* **Document**
However, as IESE’s Joaquim Vila argues in a new technical note, if it was properly understood that good innovation almost certainly brings results and that postponing it would reduce the possibilities of innovating in the future, greater priority would be given to innovation and executives would be more disposed to create the circumstances that make it possible.

A Commitment to Innovation
These days, innovation is not limited to technology or launching new products; rather, what is needed is to create an innovative culture in which everyone feels they can contribute.

The good news is that developing a solid base for innovation is not that difficult. Granted, it requires a different management approach from the typical leadership-from-on-high model that doesn’t allow for delegation.

The success stories show that when things are done well, people get involved, with the result that R+D+i becomes “everyone+i.”

Any innovation means introducing changes in the way things are done in order for new ideas to be transformed into results. Management, for example, can promote a culture that favors innovation by changing the style of leadership and preparing those who work for the company.

In essence, this means establishing what everyone has to offer in terms of creativity and innovation.

A Source of Inspiration
What drives executives to innovate? What do the leaders of highly innovative companies have in common?

In many cases they are pursuing a dream. If this challenge is tangible and sufficiently attractive, employees will also become interested. Chasing a dream can often be a more powerful driver than extrinsic motivations such as pay. And when executives are passionate about innovation and their company’s mission, their energy and the clarity of their ideas are contagious.

For example, in the 1950s, Masaru Ibuka, one of the founders of Sony, was so determined to create a new form of recording device that he motivated his engineers to work to their utmost. Some time later, this led to successful product launches such as the Walkman.

Another aspect that leaders of highly innovative companies have in common is that they share values that encourage experimentation and learning.

Annotation dataset entries

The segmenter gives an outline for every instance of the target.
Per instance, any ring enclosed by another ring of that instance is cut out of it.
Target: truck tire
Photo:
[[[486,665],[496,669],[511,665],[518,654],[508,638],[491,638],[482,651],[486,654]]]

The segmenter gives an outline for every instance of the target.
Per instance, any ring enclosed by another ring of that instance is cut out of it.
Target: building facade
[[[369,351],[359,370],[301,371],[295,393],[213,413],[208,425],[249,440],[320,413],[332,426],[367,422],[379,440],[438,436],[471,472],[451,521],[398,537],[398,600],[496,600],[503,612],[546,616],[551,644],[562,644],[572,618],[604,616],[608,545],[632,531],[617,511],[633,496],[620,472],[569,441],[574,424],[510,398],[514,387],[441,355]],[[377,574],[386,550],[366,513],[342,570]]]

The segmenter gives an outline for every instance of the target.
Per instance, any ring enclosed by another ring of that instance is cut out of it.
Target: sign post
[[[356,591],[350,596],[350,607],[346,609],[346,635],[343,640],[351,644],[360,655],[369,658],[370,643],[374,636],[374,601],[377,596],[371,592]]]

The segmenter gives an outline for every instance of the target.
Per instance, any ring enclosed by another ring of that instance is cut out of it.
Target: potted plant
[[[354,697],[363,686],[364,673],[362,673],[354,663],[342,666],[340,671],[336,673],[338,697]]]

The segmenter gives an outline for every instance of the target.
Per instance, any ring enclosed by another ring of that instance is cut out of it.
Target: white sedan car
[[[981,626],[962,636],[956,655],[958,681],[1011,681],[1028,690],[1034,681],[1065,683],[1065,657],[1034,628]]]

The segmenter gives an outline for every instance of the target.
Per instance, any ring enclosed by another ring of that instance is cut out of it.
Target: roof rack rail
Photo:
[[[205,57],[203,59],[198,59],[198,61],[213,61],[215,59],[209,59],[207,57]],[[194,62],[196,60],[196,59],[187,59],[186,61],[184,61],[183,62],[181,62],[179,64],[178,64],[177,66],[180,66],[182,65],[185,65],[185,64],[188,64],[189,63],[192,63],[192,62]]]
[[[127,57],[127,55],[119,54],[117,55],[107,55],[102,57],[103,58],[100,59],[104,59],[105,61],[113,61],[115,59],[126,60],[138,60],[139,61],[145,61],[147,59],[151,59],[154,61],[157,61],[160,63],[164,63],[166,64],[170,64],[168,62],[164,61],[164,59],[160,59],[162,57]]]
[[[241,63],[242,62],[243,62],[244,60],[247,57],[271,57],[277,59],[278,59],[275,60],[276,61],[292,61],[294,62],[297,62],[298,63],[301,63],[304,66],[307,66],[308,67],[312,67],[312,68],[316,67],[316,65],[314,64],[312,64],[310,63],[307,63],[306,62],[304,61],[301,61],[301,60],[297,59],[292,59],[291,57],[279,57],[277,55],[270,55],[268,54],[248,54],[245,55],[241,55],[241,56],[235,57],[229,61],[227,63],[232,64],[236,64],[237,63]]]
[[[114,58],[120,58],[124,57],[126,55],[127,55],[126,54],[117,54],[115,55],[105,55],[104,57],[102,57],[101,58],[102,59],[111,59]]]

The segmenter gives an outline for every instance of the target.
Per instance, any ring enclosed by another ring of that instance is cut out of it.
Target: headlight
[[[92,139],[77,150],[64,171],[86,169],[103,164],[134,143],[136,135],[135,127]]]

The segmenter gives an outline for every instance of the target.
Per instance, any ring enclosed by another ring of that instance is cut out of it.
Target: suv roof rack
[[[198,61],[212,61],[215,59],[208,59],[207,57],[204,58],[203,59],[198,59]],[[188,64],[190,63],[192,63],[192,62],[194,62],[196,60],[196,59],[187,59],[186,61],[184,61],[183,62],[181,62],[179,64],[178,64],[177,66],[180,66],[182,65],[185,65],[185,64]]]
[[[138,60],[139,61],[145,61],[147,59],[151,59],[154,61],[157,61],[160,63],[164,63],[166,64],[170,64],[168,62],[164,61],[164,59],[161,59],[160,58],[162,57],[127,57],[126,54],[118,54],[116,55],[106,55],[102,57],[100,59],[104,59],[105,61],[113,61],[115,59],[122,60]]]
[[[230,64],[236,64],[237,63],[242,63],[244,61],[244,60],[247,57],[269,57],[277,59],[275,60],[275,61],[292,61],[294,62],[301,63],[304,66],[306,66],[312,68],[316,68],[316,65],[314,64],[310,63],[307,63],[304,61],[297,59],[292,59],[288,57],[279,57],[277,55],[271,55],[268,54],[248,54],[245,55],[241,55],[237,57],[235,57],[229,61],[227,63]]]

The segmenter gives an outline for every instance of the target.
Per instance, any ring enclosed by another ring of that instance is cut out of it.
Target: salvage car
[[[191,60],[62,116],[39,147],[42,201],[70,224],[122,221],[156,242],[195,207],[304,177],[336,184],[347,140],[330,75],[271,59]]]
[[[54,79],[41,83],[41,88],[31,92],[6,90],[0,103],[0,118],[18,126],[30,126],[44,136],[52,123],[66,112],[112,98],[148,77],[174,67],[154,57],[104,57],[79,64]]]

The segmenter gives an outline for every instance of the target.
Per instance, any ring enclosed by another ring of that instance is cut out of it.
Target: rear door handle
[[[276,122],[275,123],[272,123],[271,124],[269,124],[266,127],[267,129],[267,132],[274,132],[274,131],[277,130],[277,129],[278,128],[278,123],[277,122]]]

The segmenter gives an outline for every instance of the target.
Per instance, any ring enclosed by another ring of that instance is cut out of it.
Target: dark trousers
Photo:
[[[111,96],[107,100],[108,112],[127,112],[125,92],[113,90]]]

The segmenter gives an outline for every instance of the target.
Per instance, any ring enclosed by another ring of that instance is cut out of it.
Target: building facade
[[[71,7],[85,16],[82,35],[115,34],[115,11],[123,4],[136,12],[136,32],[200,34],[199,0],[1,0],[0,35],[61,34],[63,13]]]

* **Stated exercise 1**
According to the text on innovation, which later product launch resulted from Masaru Ibuka's drive to create a new form of recording device?
* **Stated exercise 2**
Return, word for word, the portion of the text on innovation between "A Commitment to" and "allow for delegation.", inclusive.

* **Finished answer 1**
The Walkman.

* **Finished answer 2**
A Commitment to Innovation
These days, innovation is not limited to technology or launching new products; rather, what is needed is to create an innovative culture in which everyone feels they can contribute.

The good news is that developing a solid base for innovation is not that difficult. Granted, it requires a different management approach from the typical leadership-from-on-high model that doesn’t allow for delegation.